**Exercise materials:**
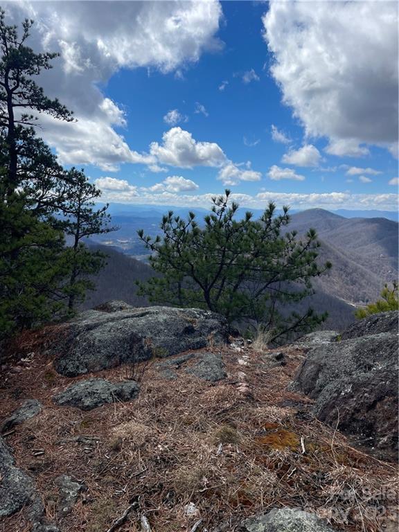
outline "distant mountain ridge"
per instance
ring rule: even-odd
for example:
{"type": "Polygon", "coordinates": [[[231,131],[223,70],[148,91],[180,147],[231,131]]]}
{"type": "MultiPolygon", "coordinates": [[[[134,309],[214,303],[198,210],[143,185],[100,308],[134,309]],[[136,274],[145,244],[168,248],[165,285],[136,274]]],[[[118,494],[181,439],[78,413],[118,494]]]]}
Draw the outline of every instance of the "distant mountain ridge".
{"type": "MultiPolygon", "coordinates": [[[[184,216],[188,211],[180,209],[177,213],[184,216]]],[[[147,234],[159,233],[164,212],[143,210],[132,215],[122,211],[112,217],[119,231],[106,236],[103,242],[101,239],[92,242],[106,242],[104,248],[110,258],[85,308],[110,299],[123,299],[134,305],[148,304],[144,298],[136,296],[135,281],[148,278],[153,272],[145,262],[135,259],[148,255],[136,231],[143,229],[147,234]]],[[[206,212],[203,209],[196,213],[200,220],[206,212]]],[[[318,312],[328,310],[328,328],[347,326],[354,319],[357,305],[375,300],[384,284],[398,278],[398,227],[396,222],[384,218],[348,218],[321,209],[294,213],[289,230],[295,229],[301,236],[310,227],[315,229],[321,242],[320,260],[332,263],[329,272],[314,279],[316,295],[299,308],[310,304],[318,312]]]]}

**Task goal:** Give again the lines from the first one through the line with "Draw the outline", renaming "distant mountain ridge" to "far-off hill crest" and changing nothing else. Leave the pictures out.

**Solution to this problem:**
outline "far-off hill crest"
per instance
ring rule: even-odd
for example:
{"type": "Polygon", "coordinates": [[[231,131],[223,70],[148,91],[180,147],[231,131]]]}
{"type": "MultiPolygon", "coordinates": [[[[134,309],[214,303],[198,210],[143,185],[100,308],[134,309]],[[136,274],[145,244],[168,248],[165,285],[136,274]]],[[[118,494],[181,439],[78,413],[118,494]]]]}
Draw the outline of every instance of the "far-off hill crest".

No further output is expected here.